| REQUIREMENT |
Everything from the line containing "box: [881, 1028, 1004, 1103]" through the last line of the records must be returned verbatim, and nothing outside that range.

| THE RECORDS |

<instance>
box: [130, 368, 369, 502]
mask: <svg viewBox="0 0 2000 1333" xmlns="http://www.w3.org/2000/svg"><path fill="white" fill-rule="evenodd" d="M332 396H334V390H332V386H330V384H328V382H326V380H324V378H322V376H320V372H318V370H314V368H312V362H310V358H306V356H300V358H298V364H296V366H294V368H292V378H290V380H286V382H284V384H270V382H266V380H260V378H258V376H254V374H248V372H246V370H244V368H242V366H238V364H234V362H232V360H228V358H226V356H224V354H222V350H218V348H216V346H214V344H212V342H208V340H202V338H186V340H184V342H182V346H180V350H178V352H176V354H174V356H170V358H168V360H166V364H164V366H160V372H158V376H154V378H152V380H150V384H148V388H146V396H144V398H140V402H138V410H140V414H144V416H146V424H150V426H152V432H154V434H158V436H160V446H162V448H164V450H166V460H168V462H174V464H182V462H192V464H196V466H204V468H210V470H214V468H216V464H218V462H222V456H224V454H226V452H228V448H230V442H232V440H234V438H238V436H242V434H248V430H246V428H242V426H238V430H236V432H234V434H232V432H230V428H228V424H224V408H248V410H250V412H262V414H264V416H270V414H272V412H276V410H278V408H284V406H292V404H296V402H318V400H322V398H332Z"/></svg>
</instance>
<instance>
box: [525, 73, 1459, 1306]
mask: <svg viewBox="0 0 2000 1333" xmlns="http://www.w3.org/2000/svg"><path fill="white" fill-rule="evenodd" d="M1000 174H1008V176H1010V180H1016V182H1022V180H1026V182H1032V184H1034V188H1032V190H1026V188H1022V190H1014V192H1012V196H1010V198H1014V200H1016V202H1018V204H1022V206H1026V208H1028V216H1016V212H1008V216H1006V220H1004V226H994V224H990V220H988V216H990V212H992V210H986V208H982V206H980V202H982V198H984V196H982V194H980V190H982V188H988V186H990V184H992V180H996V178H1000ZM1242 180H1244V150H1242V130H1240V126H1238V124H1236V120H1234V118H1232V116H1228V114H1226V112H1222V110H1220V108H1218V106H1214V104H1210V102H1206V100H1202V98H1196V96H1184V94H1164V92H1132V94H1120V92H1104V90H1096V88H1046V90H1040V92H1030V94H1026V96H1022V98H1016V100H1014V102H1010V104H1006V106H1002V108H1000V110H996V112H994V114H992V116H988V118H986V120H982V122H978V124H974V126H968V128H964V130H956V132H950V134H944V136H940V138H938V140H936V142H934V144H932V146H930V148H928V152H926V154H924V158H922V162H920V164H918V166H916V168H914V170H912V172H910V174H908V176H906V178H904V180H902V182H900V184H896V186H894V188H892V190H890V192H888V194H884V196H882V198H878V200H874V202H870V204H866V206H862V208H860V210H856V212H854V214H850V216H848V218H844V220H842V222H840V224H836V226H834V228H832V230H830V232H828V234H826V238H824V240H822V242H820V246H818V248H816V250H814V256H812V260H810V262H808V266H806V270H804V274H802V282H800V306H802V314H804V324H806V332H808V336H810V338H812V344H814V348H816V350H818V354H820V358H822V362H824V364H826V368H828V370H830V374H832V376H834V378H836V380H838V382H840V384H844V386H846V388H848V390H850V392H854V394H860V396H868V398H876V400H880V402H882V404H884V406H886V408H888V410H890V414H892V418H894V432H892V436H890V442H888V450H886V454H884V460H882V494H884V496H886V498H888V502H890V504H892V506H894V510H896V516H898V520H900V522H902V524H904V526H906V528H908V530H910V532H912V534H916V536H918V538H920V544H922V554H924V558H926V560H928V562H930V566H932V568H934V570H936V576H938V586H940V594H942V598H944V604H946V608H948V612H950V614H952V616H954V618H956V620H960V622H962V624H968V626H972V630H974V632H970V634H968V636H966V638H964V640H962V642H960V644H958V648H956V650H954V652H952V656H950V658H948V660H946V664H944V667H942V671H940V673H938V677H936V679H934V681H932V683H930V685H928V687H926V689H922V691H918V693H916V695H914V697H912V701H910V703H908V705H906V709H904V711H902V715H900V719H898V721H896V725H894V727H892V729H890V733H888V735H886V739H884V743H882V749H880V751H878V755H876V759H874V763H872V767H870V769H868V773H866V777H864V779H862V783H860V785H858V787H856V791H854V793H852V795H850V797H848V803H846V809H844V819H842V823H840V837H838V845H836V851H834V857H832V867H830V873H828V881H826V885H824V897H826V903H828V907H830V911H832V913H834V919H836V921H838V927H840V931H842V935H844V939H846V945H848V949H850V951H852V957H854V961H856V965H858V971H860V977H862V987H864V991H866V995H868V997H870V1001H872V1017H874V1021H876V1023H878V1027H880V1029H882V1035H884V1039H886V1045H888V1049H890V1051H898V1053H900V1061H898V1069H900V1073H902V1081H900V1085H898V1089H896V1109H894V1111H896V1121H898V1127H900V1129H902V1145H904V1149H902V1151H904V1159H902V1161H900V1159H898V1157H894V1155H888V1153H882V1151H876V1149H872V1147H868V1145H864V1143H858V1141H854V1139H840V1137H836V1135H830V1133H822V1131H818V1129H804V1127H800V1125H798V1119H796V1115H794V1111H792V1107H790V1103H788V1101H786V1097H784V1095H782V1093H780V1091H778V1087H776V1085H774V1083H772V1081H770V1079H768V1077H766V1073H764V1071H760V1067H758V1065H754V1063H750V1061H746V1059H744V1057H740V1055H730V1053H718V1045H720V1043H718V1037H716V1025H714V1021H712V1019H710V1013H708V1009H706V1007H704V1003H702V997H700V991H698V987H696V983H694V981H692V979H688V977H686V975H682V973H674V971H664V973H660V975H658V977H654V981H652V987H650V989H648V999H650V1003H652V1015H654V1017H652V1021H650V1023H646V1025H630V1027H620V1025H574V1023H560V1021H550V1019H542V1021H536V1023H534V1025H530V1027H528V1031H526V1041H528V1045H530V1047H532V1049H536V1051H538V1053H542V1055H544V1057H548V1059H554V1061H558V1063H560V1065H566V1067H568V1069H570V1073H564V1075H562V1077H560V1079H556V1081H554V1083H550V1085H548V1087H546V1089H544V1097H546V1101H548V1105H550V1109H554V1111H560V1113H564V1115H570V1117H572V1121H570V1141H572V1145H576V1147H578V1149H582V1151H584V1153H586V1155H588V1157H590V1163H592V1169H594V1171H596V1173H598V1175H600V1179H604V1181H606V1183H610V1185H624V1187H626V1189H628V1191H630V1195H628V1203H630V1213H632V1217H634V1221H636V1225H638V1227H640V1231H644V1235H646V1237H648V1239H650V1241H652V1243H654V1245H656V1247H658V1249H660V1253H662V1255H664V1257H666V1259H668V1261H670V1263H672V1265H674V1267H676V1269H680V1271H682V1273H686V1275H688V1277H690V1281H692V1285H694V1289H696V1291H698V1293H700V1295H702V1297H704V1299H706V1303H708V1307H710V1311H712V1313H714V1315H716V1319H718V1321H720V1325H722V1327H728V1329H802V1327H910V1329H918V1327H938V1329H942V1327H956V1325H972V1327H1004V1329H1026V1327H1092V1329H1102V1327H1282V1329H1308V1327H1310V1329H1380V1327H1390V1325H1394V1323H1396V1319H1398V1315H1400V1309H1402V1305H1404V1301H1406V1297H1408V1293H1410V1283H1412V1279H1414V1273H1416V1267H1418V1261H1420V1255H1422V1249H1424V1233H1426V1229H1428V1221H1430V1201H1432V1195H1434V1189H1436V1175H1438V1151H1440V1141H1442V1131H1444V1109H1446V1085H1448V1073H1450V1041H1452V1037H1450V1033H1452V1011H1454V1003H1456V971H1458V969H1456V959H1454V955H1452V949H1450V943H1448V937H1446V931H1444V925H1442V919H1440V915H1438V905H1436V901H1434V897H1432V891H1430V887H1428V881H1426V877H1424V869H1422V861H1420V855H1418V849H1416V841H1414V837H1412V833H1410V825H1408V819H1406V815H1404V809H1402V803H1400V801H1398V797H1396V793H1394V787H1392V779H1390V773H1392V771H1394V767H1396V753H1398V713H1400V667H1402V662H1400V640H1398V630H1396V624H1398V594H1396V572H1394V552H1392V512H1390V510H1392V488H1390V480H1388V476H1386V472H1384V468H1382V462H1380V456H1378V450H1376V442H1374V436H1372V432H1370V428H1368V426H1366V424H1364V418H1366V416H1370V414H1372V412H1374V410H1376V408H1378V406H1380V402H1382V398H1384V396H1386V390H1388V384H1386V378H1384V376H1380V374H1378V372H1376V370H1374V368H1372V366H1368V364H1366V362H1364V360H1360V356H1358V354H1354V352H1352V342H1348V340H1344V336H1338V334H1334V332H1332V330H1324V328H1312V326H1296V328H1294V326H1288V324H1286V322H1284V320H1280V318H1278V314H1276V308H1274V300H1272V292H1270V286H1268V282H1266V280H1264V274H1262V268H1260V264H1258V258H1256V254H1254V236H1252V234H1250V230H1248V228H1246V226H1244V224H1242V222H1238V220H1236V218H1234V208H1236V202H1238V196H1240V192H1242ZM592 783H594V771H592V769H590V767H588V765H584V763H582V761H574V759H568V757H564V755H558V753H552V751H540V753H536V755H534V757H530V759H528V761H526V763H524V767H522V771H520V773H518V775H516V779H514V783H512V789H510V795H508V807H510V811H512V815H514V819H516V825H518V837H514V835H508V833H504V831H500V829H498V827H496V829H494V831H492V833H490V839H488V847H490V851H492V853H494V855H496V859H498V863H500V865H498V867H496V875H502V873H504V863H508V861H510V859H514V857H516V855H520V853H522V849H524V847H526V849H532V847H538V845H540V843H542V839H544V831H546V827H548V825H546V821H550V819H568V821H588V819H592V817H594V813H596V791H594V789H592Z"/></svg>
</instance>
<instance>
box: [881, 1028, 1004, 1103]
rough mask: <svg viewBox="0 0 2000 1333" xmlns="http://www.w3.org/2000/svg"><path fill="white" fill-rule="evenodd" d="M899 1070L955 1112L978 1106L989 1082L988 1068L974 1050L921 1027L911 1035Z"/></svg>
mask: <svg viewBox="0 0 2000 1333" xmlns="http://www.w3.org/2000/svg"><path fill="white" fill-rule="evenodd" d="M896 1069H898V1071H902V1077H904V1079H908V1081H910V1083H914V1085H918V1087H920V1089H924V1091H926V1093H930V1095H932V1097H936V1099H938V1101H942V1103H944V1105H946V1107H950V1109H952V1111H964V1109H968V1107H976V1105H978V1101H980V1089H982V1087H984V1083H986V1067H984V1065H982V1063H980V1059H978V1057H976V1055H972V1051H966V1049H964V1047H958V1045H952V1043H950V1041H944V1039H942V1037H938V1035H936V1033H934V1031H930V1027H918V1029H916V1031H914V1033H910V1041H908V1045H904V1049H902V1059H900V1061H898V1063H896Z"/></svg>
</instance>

| TASK RESPONSE |
box: [881, 1028, 1004, 1103]
rough mask: <svg viewBox="0 0 2000 1333" xmlns="http://www.w3.org/2000/svg"><path fill="white" fill-rule="evenodd" d="M899 1070L955 1112L978 1106L989 1082L988 1068L974 1050L921 1027L911 1035Z"/></svg>
mask: <svg viewBox="0 0 2000 1333" xmlns="http://www.w3.org/2000/svg"><path fill="white" fill-rule="evenodd" d="M896 1069H898V1071H902V1077H904V1079H908V1081H910V1083H914V1085H918V1087H920V1089H924V1091H926V1093H930V1095H932V1097H936V1099H938V1101H942V1103H944V1105H946V1107H950V1109H952V1111H964V1109H968V1107H976V1105H978V1101H980V1089H982V1087H984V1083H986V1067H984V1065H982V1063H980V1059H978V1057H976V1055H972V1051H966V1049H964V1047H958V1045H952V1043H950V1041H944V1039H942V1037H938V1035H936V1033H934V1031H930V1027H918V1029H916V1031H914V1033H910V1041H908V1045H904V1049H902V1059H900V1061H898V1063H896Z"/></svg>
</instance>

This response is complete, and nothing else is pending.